### TASK DIRECTIONS
Format as a JSON list of strings, one string per line and blank lines omitted, only the part of the entries that opens with the line containing "In this photo, where can the brown" and runs through the end of the entries.

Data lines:
§
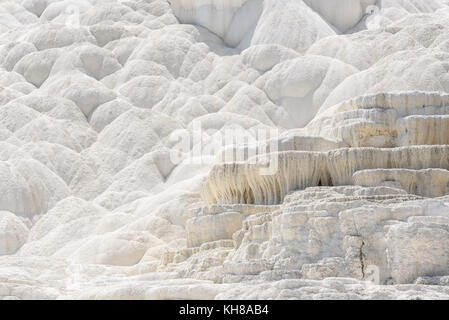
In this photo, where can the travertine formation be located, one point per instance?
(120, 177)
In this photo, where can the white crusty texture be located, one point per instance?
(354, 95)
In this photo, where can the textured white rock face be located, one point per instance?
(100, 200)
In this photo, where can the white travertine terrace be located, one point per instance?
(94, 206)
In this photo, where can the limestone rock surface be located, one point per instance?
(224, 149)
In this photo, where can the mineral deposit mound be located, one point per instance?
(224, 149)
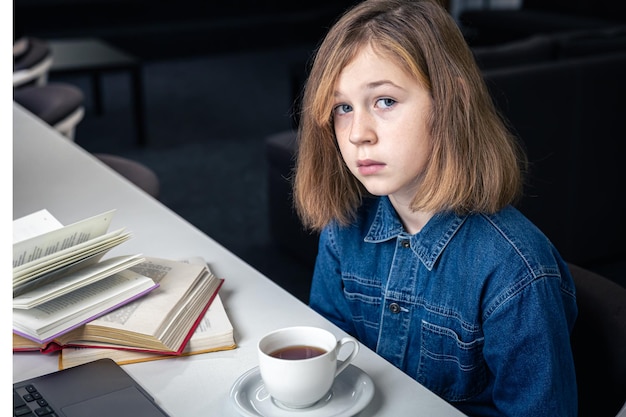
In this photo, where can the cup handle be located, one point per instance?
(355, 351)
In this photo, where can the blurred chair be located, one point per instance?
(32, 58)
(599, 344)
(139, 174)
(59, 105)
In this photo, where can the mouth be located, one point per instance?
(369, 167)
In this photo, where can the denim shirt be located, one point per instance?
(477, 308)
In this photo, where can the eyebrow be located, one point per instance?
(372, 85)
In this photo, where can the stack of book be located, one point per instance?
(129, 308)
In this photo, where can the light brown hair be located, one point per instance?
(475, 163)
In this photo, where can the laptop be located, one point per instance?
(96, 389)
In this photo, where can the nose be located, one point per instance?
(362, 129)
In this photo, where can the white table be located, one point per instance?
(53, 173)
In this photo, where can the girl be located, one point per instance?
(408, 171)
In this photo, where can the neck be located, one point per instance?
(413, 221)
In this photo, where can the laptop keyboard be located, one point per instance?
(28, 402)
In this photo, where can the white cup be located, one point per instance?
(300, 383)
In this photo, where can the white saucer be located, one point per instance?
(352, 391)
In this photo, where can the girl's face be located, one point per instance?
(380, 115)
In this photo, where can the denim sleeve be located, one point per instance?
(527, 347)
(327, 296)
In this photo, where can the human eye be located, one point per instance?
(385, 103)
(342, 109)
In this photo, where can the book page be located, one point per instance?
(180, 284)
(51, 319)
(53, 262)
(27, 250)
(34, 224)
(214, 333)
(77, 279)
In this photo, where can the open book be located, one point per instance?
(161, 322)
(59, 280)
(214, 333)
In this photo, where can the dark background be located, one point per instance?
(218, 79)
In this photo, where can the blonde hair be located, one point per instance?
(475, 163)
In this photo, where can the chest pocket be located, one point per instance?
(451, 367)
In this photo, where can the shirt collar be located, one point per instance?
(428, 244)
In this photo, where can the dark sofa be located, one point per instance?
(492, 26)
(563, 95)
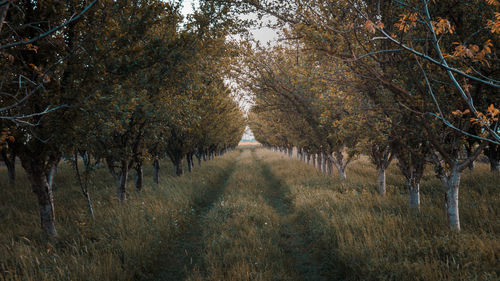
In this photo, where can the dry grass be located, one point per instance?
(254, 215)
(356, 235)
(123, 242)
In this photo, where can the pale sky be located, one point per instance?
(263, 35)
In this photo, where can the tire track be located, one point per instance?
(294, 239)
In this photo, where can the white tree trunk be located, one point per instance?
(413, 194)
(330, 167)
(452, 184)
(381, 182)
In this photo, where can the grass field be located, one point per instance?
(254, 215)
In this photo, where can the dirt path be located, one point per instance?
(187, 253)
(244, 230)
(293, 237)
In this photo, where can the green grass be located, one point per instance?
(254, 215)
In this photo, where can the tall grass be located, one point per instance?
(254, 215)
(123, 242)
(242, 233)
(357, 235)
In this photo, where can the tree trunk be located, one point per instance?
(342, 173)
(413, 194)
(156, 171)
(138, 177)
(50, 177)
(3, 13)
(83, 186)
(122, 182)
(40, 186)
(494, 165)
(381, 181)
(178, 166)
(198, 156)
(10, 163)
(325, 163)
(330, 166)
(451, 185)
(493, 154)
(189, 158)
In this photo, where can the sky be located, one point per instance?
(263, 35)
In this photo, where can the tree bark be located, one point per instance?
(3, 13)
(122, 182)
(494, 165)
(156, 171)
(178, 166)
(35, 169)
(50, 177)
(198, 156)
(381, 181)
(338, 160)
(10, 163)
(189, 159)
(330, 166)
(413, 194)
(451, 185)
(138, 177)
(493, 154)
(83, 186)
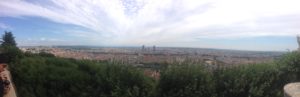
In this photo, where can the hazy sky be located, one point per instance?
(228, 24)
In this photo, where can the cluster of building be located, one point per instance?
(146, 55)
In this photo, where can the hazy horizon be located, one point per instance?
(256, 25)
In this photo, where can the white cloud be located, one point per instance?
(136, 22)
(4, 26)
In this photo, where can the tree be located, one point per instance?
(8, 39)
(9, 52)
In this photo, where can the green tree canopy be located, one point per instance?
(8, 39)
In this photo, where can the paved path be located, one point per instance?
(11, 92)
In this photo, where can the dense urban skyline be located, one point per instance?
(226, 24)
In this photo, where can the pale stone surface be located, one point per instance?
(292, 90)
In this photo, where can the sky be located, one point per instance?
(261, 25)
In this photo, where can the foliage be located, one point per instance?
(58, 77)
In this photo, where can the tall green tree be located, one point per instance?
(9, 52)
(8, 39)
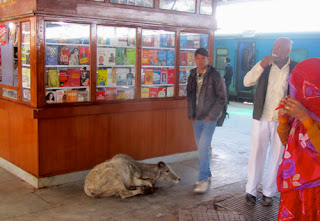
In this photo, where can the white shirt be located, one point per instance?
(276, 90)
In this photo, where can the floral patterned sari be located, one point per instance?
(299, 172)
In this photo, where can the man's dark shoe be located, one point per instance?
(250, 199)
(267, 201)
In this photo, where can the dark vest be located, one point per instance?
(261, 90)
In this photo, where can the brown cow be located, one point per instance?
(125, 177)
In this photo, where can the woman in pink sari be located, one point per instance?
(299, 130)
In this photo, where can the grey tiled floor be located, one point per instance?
§
### RESULT BELOW
[
  "In this photo, where can the brown cow be located, one point per instance?",
  "(125, 177)",
  "In this photo, where can the woman in pink sari be located, one point per instance?",
  "(299, 130)",
  "In this photo, where can the grey tiled floor be located, one point per instance?"
]